═══ Working data ═══
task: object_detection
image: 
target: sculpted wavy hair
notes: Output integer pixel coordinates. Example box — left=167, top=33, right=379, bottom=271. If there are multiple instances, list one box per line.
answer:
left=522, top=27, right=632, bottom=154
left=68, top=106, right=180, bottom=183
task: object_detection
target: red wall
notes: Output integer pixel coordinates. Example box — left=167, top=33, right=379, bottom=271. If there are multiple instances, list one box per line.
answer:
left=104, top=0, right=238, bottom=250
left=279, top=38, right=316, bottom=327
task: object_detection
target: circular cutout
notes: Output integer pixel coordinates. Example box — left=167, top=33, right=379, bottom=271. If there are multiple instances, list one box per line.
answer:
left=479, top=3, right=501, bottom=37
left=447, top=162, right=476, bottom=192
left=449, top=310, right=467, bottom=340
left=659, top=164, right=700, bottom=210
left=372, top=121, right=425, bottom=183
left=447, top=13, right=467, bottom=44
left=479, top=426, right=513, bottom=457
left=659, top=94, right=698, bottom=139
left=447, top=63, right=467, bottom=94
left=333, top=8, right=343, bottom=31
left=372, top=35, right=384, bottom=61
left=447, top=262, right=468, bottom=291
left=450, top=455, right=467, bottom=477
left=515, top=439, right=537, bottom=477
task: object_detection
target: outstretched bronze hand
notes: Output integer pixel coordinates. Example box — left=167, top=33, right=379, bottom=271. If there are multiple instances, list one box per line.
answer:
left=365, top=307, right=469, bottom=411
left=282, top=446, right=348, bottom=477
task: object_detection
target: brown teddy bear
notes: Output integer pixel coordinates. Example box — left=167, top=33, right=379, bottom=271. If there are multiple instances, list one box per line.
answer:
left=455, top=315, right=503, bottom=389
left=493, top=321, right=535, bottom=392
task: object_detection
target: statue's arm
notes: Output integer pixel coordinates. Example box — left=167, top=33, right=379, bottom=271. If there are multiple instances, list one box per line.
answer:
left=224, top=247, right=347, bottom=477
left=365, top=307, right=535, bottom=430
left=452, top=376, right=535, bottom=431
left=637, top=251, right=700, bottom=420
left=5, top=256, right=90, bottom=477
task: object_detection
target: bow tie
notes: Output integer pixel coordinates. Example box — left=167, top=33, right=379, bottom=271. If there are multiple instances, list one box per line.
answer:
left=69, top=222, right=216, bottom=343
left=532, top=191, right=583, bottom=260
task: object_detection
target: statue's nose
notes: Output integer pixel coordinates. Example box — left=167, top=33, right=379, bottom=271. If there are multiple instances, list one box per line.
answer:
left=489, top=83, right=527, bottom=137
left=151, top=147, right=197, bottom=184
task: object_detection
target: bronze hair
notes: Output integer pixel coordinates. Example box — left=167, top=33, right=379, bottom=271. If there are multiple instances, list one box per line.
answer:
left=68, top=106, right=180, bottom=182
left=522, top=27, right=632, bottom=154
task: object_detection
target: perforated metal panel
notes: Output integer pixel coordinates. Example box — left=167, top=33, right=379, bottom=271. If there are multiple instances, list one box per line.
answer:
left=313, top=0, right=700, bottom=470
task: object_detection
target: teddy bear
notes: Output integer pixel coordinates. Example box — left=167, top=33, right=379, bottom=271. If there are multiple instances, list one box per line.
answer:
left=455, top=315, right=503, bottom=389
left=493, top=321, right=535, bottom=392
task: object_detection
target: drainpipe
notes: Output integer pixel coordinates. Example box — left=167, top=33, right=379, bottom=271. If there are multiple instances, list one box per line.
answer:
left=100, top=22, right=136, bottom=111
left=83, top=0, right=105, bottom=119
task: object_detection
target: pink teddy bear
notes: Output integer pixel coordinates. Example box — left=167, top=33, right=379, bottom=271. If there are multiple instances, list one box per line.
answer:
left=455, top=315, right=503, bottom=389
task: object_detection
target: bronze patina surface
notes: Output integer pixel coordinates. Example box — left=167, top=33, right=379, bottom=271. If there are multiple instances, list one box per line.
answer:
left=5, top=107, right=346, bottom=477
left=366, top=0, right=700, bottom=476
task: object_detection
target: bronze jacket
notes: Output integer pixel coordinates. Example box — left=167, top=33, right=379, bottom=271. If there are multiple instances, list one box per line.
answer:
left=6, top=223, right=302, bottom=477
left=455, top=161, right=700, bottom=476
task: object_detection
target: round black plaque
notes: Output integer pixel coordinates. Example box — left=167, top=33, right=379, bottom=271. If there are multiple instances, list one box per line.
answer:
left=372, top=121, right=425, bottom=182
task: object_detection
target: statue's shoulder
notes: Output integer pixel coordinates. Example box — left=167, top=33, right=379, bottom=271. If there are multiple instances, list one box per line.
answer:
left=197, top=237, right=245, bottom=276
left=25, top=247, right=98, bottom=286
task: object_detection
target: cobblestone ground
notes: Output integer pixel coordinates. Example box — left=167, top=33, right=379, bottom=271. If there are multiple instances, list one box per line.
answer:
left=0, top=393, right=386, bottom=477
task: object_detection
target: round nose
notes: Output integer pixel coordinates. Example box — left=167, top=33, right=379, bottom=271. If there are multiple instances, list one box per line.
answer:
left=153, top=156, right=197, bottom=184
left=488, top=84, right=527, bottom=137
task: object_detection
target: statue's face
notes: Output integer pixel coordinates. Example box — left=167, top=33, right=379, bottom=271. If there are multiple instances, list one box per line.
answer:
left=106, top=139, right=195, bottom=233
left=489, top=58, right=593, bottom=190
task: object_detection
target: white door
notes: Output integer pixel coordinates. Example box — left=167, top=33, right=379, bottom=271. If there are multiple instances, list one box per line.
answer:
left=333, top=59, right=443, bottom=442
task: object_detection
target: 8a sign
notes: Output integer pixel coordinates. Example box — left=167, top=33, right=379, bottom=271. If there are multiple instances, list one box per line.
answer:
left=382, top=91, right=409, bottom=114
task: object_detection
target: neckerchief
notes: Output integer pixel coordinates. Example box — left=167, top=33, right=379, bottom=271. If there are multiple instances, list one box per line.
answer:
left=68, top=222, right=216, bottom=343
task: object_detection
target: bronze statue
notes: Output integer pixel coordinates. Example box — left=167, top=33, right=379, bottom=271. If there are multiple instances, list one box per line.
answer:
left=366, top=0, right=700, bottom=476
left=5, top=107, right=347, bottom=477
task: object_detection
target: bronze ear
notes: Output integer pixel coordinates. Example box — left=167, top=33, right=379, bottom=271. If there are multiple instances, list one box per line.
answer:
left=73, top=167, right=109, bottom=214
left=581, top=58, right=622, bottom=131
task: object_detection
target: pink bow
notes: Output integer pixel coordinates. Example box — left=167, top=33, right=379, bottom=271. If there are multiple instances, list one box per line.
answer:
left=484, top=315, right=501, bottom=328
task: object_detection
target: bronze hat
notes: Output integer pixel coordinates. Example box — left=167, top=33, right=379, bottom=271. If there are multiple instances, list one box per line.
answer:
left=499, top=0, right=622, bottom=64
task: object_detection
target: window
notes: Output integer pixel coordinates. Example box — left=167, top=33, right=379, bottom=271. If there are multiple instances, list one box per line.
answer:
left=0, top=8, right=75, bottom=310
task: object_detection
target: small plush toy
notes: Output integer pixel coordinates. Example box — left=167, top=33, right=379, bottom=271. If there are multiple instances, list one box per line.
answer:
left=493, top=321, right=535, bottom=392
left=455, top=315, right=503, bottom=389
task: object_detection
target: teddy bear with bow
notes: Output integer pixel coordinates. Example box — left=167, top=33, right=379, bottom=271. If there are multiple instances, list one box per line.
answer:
═══
Exercise objective: Give the stretch of lines from the start through the one containing "left=279, top=38, right=316, bottom=327" again, with "red wall" changed to "crimson wall" and nothing else altered.

Answer for the task:
task: object_detection
image: 
target: sculpted wavy hair
notes: Output integer pixel coordinates. Example box — left=167, top=33, right=379, bottom=271. If there are multiple instances, list one box per line.
answer:
left=522, top=27, right=632, bottom=154
left=68, top=106, right=180, bottom=183
task: object_detection
target: crimson wall
notes: Output integer pixel coordinates. Example box — left=167, top=33, right=379, bottom=271. If there are multiple instances, list one box per line.
answer:
left=104, top=0, right=238, bottom=250
left=279, top=38, right=316, bottom=327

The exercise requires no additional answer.